PASSAGE PROVIDED:
"""
Campaigning for Portugal’s general election kicked off Monday with Prime Minister António Costa enjoying big poll leads.
In the last few years Costa has accurately interpreted the public mood. Four years ago he capitalised on a widespread desire to end austerity, promising that “there is another way”. That strategy brought him to power at the head of a minority government backed by the far left.
His promise of budget surpluses rather than big pay rises could win him an absolute majority in the incoming October 6th general election. “To shelter from any storm that may arise, we have to stay on the path of fiscal consolidation,” he has said.
His centre-left Socialists (PS) are currently enjoying a lead of more than 15 percentage points over the centre-right Social Democrats (PSD), the main opposition party, which steered Portugal through a punishing 2011-14 troika bailout.
António Costa is “a pragmatic, intelligent leader who knows how to strike deals to the left and the right when they suit his intentions”, said Isabel David, a political science professor at the University of Lisbon (ISCSP). Knowing that “the Portuguese are wary of monetary expansion and excessive state spending”, he is “playing the card of a responsible politician who does not want to jeopardise the economy”.
According to polls, the PS’s projected share of the vote, currently about 39 per cent, is close to the percentage needed for an outright majority of parliamentary seats. However, Costa is appealing for a “strong PS” rather than an outright majority, acknowledging that Portugal has “bad memories” of concentrating what many consider excessive power in a single party.
"""
LISTED RECORDS:
"""
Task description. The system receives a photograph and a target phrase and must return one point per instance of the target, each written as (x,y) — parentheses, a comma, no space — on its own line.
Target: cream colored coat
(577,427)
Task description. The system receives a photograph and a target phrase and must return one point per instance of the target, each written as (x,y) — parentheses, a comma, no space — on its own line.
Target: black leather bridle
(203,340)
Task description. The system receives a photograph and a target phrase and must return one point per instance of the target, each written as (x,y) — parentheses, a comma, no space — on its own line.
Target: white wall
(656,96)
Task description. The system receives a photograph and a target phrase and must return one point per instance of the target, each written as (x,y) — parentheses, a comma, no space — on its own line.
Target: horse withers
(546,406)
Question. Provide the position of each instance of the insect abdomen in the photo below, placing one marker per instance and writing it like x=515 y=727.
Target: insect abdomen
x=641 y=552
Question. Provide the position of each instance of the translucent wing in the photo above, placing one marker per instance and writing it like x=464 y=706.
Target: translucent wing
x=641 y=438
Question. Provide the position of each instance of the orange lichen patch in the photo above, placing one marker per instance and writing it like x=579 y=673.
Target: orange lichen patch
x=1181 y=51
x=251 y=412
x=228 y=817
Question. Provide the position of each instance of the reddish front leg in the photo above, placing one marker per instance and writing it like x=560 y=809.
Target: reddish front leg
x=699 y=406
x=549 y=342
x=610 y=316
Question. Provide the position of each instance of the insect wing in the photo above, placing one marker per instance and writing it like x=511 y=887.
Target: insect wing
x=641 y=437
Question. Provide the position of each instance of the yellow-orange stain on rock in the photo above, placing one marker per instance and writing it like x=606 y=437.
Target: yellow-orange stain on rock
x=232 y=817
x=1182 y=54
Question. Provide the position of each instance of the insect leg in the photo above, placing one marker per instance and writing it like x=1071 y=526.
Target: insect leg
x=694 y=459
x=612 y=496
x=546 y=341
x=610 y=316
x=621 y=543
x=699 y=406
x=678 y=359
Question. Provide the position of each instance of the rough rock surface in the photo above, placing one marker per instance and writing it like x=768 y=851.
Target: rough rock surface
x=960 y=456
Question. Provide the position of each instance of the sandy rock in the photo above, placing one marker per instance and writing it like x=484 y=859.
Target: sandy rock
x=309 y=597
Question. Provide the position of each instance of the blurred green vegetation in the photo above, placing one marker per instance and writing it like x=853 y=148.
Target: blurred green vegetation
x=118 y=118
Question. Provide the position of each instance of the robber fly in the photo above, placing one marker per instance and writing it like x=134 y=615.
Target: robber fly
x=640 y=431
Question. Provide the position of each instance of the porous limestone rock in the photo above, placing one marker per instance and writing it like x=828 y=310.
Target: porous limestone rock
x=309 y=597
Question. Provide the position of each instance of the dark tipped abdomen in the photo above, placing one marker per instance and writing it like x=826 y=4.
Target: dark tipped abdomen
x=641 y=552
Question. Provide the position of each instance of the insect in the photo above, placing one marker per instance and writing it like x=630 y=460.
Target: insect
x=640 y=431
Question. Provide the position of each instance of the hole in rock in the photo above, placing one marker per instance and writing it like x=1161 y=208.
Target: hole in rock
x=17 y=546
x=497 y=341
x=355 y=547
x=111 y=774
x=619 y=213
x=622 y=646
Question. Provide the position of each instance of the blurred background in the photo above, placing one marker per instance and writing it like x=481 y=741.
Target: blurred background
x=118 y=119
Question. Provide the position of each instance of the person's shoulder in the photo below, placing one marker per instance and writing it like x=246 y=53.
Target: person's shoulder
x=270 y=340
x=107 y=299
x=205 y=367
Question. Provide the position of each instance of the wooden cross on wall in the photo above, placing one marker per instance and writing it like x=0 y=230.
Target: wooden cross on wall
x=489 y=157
"""
TASK ITEM: According to the passage on Portugal's general election, by how many percentage points do the Socialists lead the Social Democrats? The listing has nothing to do with the passage on Portugal's general election.

REPLY: More than 15 percentage points.